:: Records supplied ::
****************************************
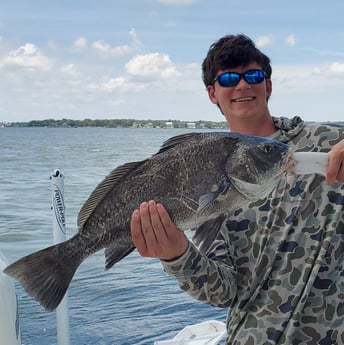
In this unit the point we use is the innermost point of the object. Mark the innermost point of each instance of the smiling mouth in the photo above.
(243, 99)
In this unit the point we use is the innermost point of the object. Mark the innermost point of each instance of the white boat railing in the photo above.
(59, 234)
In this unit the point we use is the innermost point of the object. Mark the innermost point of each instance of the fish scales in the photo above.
(198, 177)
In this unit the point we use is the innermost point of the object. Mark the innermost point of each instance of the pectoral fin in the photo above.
(206, 199)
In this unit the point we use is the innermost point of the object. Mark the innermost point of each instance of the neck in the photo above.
(263, 127)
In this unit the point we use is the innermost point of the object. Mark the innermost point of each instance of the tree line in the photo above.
(120, 123)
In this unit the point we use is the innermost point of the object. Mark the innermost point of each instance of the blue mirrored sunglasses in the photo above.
(228, 79)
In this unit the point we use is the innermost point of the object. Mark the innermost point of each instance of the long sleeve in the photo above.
(210, 279)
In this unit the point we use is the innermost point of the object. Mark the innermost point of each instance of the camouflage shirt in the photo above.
(278, 263)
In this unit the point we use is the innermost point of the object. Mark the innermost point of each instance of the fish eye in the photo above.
(267, 148)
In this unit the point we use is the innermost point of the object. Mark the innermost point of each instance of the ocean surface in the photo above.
(133, 303)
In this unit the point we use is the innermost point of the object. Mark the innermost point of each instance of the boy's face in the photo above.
(243, 101)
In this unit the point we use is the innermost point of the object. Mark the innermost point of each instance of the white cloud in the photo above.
(290, 41)
(27, 57)
(337, 67)
(263, 41)
(106, 50)
(79, 44)
(70, 70)
(154, 65)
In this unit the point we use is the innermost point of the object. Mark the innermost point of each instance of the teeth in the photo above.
(243, 99)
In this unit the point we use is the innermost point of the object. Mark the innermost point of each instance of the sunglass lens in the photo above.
(254, 77)
(228, 79)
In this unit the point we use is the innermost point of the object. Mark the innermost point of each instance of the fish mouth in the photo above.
(243, 99)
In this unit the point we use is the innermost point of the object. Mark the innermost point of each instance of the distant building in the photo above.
(190, 125)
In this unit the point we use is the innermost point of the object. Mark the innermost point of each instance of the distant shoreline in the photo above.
(118, 123)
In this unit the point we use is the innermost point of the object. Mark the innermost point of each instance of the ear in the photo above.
(212, 94)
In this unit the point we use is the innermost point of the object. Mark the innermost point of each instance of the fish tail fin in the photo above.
(46, 274)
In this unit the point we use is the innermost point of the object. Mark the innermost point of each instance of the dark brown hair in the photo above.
(232, 51)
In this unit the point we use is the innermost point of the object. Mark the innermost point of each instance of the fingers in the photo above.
(154, 234)
(336, 164)
(137, 234)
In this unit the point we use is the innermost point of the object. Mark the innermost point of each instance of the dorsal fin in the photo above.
(104, 188)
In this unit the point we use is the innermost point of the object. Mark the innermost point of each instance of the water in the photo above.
(133, 303)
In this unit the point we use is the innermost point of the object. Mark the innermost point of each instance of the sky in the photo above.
(114, 59)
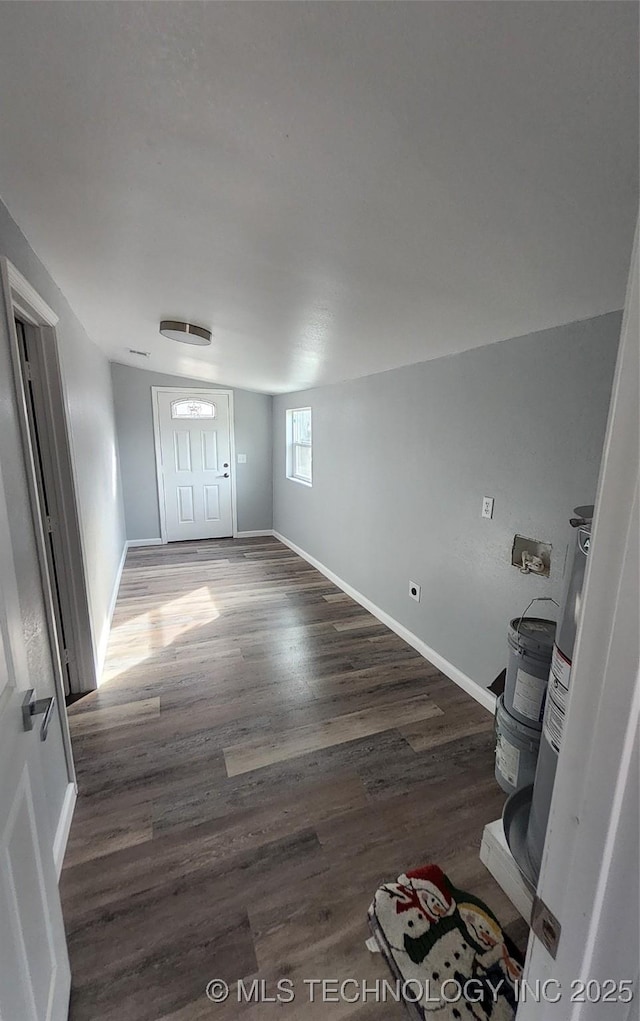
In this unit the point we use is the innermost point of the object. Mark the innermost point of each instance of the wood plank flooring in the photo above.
(261, 755)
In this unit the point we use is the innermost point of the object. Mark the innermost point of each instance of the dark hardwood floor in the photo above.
(262, 752)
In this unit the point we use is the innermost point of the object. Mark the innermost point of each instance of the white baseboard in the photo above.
(482, 695)
(106, 627)
(496, 857)
(63, 827)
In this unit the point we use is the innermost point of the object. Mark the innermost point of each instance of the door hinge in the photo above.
(545, 926)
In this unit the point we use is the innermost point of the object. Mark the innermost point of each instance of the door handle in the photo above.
(36, 707)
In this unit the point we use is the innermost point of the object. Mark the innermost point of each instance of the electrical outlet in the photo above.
(487, 506)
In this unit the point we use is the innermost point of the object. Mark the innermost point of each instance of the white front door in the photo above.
(194, 437)
(35, 977)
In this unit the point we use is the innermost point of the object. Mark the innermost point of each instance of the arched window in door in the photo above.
(193, 408)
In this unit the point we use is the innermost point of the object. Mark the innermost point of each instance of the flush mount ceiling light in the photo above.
(185, 333)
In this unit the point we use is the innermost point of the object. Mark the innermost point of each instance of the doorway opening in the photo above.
(50, 477)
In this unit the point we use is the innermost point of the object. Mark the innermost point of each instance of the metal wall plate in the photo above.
(545, 926)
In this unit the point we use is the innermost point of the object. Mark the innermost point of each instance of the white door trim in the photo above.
(200, 392)
(20, 298)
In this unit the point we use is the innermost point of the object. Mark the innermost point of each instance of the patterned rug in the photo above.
(445, 949)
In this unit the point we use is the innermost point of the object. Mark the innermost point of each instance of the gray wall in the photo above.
(132, 393)
(402, 459)
(89, 403)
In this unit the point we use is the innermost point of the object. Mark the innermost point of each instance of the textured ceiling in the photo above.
(333, 188)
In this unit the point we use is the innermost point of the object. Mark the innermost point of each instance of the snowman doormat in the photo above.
(446, 951)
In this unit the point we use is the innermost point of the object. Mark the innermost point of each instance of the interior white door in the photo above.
(195, 464)
(35, 976)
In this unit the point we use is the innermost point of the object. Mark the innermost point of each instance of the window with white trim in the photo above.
(299, 445)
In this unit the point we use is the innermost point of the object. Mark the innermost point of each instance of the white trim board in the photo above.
(63, 828)
(106, 627)
(496, 857)
(482, 695)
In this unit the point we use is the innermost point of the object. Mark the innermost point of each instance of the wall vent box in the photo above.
(530, 548)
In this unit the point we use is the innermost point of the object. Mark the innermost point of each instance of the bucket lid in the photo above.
(534, 633)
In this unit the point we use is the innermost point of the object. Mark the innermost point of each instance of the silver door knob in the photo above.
(36, 707)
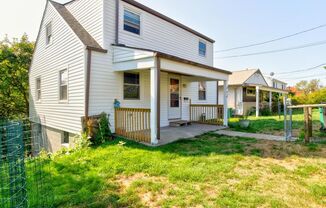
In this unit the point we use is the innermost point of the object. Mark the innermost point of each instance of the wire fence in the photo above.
(24, 173)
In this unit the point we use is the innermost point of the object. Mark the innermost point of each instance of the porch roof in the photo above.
(267, 88)
(143, 53)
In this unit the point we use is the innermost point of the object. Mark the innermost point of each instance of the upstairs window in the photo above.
(131, 86)
(131, 22)
(202, 90)
(63, 85)
(48, 33)
(38, 89)
(202, 48)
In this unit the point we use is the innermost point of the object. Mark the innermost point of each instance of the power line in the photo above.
(273, 40)
(275, 51)
(306, 77)
(303, 70)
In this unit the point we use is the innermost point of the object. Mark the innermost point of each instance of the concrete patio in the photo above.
(172, 134)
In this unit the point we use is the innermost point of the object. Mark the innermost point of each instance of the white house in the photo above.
(90, 52)
(249, 89)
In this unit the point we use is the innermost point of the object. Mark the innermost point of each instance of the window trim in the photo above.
(64, 134)
(47, 41)
(250, 94)
(199, 51)
(202, 90)
(140, 22)
(38, 99)
(59, 97)
(123, 86)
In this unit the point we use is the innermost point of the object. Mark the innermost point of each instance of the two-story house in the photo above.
(90, 53)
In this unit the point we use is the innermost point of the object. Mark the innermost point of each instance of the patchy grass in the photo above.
(211, 171)
(275, 124)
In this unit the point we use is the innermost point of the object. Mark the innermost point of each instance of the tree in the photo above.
(309, 87)
(15, 60)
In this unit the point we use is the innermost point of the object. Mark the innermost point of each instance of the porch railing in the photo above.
(206, 114)
(133, 123)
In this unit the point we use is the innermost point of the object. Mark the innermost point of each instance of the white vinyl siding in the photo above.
(66, 51)
(158, 35)
(38, 92)
(202, 48)
(48, 33)
(89, 14)
(63, 82)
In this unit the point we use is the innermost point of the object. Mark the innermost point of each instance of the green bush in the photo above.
(104, 132)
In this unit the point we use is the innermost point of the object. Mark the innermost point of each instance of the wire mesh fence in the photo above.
(24, 174)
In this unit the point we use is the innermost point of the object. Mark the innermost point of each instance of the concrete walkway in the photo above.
(250, 135)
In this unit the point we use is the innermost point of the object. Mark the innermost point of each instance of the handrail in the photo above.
(133, 123)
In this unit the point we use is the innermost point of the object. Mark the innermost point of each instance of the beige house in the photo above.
(250, 89)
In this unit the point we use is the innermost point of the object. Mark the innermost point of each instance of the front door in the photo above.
(174, 98)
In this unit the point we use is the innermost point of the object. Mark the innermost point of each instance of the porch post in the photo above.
(257, 101)
(270, 100)
(155, 102)
(225, 103)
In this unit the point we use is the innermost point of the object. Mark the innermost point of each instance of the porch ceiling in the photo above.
(129, 58)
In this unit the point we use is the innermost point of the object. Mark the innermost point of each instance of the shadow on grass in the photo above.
(211, 143)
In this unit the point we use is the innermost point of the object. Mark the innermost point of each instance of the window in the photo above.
(65, 138)
(48, 33)
(202, 48)
(131, 87)
(202, 90)
(131, 22)
(38, 89)
(64, 84)
(274, 85)
(251, 92)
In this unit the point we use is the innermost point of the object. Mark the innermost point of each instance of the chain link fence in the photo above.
(25, 176)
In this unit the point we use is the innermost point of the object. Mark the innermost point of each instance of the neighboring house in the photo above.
(90, 52)
(250, 89)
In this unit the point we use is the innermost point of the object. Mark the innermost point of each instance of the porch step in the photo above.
(179, 123)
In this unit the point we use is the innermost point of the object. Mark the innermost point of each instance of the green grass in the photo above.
(275, 124)
(211, 171)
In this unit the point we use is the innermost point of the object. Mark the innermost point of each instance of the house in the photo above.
(250, 89)
(90, 53)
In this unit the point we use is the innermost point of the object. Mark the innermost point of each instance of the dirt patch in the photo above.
(151, 190)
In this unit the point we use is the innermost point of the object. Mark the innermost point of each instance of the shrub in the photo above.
(266, 111)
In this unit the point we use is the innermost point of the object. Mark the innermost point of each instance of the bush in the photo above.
(265, 111)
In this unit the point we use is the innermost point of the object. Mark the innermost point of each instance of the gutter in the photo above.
(88, 81)
(117, 9)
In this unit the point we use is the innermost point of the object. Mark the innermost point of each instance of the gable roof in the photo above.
(176, 58)
(77, 28)
(164, 17)
(240, 77)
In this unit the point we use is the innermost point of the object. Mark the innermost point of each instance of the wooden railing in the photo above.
(133, 123)
(206, 114)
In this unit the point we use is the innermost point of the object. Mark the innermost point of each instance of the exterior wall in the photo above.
(257, 79)
(48, 61)
(90, 15)
(160, 35)
(235, 98)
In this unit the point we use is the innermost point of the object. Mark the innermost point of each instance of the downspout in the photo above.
(88, 81)
(117, 9)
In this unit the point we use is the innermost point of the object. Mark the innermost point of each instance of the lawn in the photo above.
(275, 125)
(210, 171)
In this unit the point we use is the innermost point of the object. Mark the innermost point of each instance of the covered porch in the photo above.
(263, 97)
(168, 92)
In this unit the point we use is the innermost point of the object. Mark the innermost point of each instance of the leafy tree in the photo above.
(15, 60)
(309, 87)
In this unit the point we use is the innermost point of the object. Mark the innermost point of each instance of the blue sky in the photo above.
(230, 22)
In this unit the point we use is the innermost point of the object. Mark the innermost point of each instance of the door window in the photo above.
(174, 93)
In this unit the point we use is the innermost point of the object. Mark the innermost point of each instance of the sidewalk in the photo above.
(250, 135)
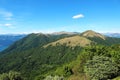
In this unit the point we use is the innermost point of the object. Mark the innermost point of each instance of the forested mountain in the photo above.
(63, 56)
(6, 40)
(117, 35)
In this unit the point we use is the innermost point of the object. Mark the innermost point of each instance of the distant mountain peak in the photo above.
(72, 41)
(90, 33)
(63, 32)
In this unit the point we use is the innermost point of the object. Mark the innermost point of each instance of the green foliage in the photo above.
(101, 67)
(12, 75)
(54, 78)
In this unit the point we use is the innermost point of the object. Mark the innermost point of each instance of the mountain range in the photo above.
(7, 39)
(38, 56)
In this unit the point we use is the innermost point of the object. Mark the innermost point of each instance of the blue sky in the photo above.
(28, 16)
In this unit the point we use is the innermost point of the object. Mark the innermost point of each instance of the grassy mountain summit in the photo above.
(37, 56)
(92, 34)
(72, 41)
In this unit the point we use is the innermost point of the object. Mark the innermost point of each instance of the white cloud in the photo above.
(6, 14)
(78, 16)
(8, 25)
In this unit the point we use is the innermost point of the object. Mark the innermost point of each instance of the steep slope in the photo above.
(72, 41)
(33, 41)
(92, 34)
(99, 38)
(6, 40)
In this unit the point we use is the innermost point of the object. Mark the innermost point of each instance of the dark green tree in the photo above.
(101, 68)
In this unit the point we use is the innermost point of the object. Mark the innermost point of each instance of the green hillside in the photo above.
(64, 56)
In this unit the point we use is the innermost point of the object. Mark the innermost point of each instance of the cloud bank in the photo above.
(78, 16)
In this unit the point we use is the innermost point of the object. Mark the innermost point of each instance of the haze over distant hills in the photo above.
(38, 55)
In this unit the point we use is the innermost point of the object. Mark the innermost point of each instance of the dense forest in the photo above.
(54, 57)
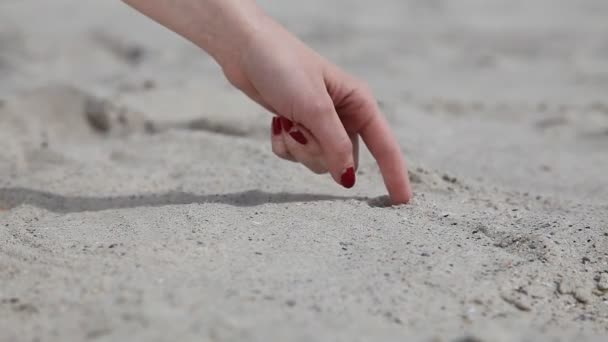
****************************************
:: To be done ::
Count the lines in the items above that contain the string "wall". Report only that number.

:: Exercise solution ::
4